*What you should do*: State how many lines in the records below contain the word "blue", and give only the number.
Begin Extracted data
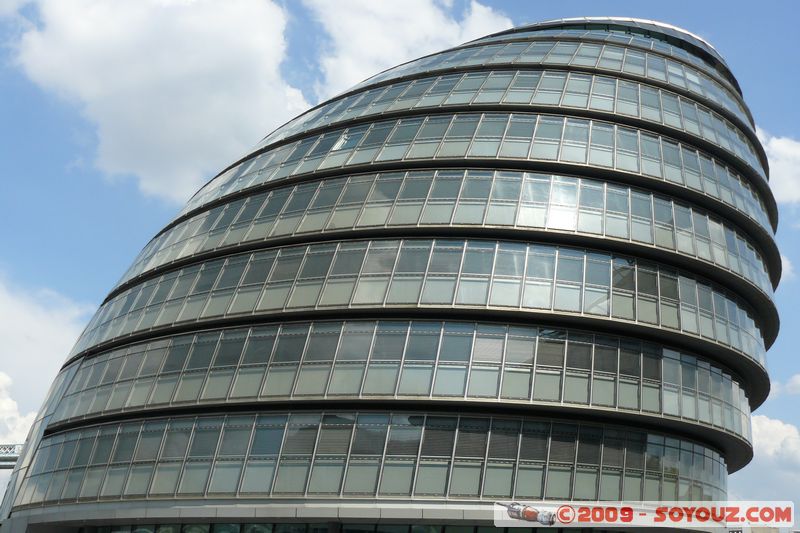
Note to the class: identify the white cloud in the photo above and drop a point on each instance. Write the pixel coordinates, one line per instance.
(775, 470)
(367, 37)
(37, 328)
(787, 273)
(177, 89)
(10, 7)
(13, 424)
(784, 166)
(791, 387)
End Extracted data
Begin Extracted data
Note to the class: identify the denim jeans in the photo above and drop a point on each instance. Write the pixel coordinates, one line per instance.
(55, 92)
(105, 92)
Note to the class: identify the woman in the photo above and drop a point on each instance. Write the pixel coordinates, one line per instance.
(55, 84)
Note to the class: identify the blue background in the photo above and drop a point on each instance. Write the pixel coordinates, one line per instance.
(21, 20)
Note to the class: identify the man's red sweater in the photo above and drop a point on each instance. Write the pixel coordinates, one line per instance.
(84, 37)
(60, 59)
End Extracted data
*In response*: 1